■ TEXT TO READ ■
▬▬▬▬▬▬

Tried again with guest kernel-4.11.0-rc5+ from git://git.kernel.org/pub/scm/linux/kernel/git/torvalds/linux.git, the result is still bad which is 0.33Mpps. 

So it's a upstream bug ? May I open one bug for tracking it and close this bug ?

Comment 22 Quan Wenli 2017-06-15 06:51:57 UTC

(In reply to Quan Wenli from comment #21)
> (In reply to jason wang from comment #20)
> > (In reply to Quan Wenli from comment #18)
> > > (In reply to jason wang from comment #16)
> > > > (In reply to Quan Wenli from comment #15)
> > > > > Hi, jason, wei 
> > > > > 
> > > > > Please check following performance results, pps is increased with 1
> > > > > rx-frames to 128 rx-frames, but with performance drop with 256 rx-frames. is
> > > > > it expected?
> > > > > 
> > > > > 
> > > > > 
> > > > > Ｓteps: 
> > > > > 1. boot 2 vms in same bridge. 
> > > > > 2. run pktgen.sh on device eth0 on vm1. make sure the eth0's mac address on
> > > > > vm2 assigned in pktgen.sh script. 
> > > > > 3. gather pps result on vm2. 
> > > > > 
> > > > >  rx-frames      pkts/s
> > > > > -----------+--------------+
> > > > >      0         311290
> > > > > -----------+--------------+
> > > > >      1         311195
> > > > > -----------+--------------+
> > > > >      4         313300
> > > > > -----------+--------------+
> > > > >     16         315542
> > > > > -----------+--------------+
> > > > >     64         328584
> > > > > -----------+--------------+
> > > > >    128         329697
> > > > > -----------+--------------+
> > > > >    256         312774      ----------> drop compared rx-frames=128
> > > > > -----------+--------------+
> > > > 
> > > > Interesting, in my setup with 3.10.0-671.el7.x86_64.
> > > > 
> > > > rx-frames 0,   0.63Mpps
> > > > rx-frames 64,  0.99Mpps (+57%)

▬▬▬▬▬▬

■ REQUEST ■
In the packet-rate bug thread, why does the commenter ask whether this is an upstream bug?

▬▬▬▬▬▬

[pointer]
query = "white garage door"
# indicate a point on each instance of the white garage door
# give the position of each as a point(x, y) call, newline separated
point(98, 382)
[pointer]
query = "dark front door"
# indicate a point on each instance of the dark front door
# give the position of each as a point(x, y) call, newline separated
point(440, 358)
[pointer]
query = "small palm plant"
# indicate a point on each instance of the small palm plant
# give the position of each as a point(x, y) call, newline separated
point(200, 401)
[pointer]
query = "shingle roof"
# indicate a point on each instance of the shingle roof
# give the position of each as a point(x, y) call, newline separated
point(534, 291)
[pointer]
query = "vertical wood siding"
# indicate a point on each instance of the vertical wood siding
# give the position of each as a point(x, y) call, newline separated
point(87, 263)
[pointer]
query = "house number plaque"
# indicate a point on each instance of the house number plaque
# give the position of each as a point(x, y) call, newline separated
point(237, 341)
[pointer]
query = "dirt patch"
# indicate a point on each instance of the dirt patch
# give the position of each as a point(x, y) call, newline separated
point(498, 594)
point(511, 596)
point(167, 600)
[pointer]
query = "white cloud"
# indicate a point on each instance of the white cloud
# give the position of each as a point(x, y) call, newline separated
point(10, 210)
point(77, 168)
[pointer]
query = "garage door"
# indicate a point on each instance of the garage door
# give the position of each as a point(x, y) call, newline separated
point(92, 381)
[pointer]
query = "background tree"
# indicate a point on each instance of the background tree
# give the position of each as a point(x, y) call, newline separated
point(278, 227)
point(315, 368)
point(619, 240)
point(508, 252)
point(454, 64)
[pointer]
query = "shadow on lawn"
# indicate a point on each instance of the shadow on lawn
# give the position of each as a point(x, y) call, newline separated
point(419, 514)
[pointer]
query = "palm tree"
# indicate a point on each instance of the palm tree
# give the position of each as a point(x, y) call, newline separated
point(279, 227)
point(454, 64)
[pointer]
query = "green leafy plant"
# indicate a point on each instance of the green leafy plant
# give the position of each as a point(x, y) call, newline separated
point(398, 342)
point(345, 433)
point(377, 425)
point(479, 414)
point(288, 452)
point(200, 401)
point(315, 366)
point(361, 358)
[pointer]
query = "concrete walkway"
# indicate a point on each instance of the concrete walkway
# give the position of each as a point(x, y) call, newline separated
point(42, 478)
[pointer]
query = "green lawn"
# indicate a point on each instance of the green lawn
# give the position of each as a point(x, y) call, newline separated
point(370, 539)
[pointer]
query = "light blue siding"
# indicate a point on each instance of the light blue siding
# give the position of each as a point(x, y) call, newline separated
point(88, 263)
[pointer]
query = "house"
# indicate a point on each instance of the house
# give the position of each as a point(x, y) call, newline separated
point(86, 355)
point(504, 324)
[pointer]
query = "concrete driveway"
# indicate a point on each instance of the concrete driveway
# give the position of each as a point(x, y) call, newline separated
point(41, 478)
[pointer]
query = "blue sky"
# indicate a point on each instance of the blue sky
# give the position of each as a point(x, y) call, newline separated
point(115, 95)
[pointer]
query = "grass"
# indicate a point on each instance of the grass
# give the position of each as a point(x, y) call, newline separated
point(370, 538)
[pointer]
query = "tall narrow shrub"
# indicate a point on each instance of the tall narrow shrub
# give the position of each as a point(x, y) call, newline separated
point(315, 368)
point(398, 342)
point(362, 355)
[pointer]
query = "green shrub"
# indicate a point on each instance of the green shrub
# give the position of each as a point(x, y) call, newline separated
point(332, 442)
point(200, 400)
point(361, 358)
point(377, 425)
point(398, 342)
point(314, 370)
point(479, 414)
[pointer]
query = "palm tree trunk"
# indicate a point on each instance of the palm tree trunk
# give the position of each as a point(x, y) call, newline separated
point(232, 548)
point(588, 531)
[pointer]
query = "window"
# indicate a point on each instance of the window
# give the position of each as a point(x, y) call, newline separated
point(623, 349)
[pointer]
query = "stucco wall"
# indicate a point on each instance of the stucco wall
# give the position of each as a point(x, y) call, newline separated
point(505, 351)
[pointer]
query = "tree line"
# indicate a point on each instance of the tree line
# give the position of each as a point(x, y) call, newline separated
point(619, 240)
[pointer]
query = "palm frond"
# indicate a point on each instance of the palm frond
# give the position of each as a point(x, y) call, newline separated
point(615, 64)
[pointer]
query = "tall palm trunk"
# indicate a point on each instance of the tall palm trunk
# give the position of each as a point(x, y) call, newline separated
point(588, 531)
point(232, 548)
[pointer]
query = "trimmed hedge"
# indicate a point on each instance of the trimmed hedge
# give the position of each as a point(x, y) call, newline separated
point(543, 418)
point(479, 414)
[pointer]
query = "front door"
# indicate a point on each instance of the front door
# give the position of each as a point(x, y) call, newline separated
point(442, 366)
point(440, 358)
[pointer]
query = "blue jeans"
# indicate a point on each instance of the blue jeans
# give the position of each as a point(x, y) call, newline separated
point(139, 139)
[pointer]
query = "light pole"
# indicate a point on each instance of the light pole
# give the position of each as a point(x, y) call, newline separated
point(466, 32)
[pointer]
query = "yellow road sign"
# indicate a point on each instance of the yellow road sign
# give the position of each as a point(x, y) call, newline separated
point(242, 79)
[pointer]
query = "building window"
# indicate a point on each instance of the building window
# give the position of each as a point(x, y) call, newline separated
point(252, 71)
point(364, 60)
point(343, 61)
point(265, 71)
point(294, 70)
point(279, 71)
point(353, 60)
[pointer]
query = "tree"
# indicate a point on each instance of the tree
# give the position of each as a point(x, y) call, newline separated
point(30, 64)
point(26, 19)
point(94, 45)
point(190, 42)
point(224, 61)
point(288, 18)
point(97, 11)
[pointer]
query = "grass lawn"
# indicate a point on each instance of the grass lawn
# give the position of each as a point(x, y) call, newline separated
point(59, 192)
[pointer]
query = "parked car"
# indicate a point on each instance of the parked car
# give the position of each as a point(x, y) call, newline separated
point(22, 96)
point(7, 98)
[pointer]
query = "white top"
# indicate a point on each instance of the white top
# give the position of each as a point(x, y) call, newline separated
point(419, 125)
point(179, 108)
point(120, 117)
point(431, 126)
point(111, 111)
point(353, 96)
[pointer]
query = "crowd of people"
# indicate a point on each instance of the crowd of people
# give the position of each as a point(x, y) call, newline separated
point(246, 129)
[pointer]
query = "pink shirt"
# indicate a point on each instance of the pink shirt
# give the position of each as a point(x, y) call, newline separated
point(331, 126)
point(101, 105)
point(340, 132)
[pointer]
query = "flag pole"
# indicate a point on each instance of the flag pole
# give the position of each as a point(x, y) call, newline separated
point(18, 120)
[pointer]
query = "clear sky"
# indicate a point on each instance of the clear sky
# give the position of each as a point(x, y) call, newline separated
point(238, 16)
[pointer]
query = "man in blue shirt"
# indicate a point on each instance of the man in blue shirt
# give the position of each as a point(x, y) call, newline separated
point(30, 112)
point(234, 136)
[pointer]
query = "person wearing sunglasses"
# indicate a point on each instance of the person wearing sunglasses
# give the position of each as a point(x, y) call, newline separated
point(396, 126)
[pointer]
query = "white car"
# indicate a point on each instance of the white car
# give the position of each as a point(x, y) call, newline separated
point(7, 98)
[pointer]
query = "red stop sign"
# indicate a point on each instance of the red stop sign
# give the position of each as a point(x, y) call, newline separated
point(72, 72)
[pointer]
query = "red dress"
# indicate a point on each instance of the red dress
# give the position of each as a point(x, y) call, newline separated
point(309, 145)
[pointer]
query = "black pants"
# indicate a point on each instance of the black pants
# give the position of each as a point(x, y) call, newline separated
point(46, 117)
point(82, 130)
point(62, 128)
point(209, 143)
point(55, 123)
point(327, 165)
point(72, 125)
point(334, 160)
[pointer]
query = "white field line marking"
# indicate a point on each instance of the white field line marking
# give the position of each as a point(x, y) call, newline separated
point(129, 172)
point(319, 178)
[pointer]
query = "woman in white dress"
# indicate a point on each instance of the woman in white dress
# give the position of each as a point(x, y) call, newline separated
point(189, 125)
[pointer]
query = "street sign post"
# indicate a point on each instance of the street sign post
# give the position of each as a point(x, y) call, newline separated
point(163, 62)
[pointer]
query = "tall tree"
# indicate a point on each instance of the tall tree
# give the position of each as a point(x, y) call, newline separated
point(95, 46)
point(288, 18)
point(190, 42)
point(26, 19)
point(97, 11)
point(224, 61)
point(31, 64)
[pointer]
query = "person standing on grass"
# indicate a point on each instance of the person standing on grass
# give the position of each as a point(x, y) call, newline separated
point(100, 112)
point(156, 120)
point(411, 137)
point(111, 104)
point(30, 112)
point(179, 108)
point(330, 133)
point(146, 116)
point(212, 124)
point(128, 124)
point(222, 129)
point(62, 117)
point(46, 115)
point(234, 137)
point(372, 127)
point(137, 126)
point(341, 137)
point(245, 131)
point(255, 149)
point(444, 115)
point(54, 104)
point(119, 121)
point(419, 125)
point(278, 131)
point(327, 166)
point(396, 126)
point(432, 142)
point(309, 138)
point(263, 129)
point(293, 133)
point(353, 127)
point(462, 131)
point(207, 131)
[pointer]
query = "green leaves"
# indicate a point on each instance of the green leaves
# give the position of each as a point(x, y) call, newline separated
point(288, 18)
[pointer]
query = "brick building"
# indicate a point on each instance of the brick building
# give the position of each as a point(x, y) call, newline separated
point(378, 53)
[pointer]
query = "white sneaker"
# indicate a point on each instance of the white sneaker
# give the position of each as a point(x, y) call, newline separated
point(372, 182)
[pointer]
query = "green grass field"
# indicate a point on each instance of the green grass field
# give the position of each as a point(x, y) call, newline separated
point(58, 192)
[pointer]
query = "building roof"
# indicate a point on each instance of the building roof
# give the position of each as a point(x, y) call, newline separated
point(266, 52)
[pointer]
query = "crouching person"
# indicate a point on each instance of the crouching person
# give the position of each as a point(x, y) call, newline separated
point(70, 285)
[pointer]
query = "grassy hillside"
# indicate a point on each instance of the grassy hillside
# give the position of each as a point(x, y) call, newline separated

▬▬▬▬▬▬

■ SOLUTION ■
The commenter retested with guest kernel 4.11.0-rc5+ from the torvalds/linux.git tree on git.kernel.org. The result was still bad at 0.33Mpps, so the problem appears upstream as well. That prompts the suggestion to open a new bug to track it and close this one.